What you are asked to do: Reproduce word for word the lines of the material below, starting at the line that contains "If you could point to the green" and continuing through the last line of the material.

Stored data:
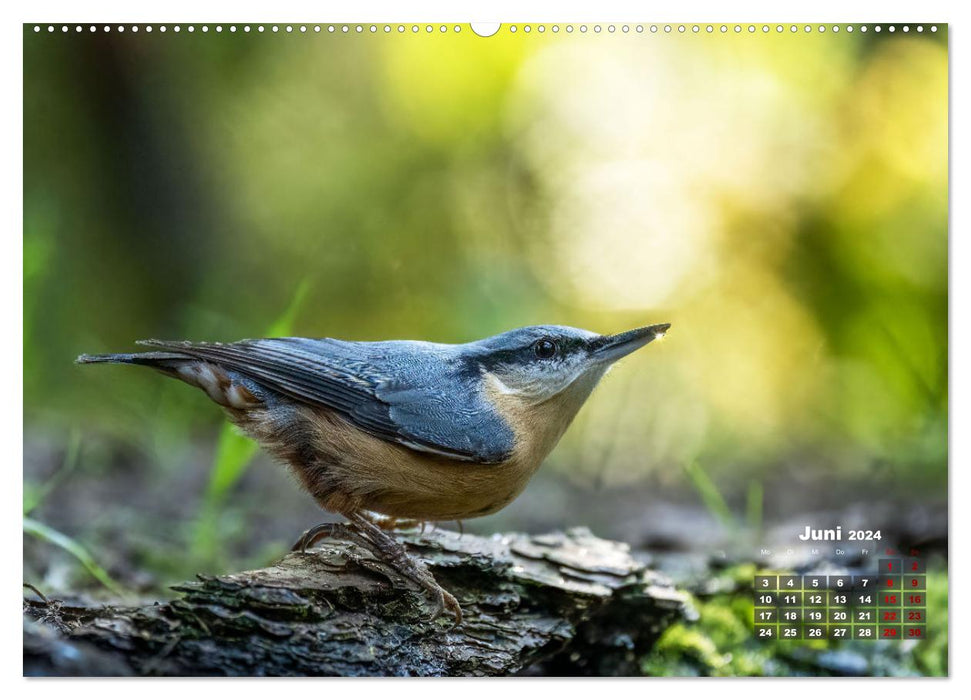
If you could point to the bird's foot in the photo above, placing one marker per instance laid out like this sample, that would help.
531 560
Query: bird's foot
315 534
395 554
388 523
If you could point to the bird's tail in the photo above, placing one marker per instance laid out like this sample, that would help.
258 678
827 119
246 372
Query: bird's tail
159 360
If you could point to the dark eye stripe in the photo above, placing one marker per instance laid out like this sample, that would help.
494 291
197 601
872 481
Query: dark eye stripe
545 348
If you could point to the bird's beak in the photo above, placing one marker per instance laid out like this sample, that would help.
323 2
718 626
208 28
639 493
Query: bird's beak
610 348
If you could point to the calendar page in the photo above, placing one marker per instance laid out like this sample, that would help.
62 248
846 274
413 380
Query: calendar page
613 347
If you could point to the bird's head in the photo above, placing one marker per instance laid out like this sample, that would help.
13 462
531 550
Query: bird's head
538 363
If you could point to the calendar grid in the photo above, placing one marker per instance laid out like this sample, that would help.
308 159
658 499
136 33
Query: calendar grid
890 604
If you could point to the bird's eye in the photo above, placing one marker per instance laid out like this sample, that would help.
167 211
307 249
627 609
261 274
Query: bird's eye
544 349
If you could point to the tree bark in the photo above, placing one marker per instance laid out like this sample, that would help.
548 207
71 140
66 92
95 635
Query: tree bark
563 604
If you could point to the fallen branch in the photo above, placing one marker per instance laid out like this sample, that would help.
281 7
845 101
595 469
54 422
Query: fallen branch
550 604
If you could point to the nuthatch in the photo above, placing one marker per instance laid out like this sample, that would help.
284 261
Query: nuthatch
403 429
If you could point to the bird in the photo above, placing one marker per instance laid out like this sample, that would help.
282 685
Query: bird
400 432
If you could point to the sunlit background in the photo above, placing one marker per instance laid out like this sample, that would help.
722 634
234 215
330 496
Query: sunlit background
780 199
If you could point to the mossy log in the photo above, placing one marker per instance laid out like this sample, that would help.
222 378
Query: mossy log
564 604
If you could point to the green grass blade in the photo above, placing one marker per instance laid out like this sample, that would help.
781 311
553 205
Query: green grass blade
710 495
753 506
48 534
34 495
234 453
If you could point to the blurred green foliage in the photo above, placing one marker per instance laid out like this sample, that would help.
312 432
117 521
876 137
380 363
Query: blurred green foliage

Response to the exercise:
If you could point to the green grass blade in the photo above, placing one marker per instance laid out like this sample, that would help.
781 311
553 205
Query: green grass blade
710 495
753 506
48 534
34 495
234 453
If you could point to the blurred green foliage in the photo above, placing one marker per instance laid out like this sample, that would help.
312 432
117 521
876 137
380 363
Query: blurred green foliage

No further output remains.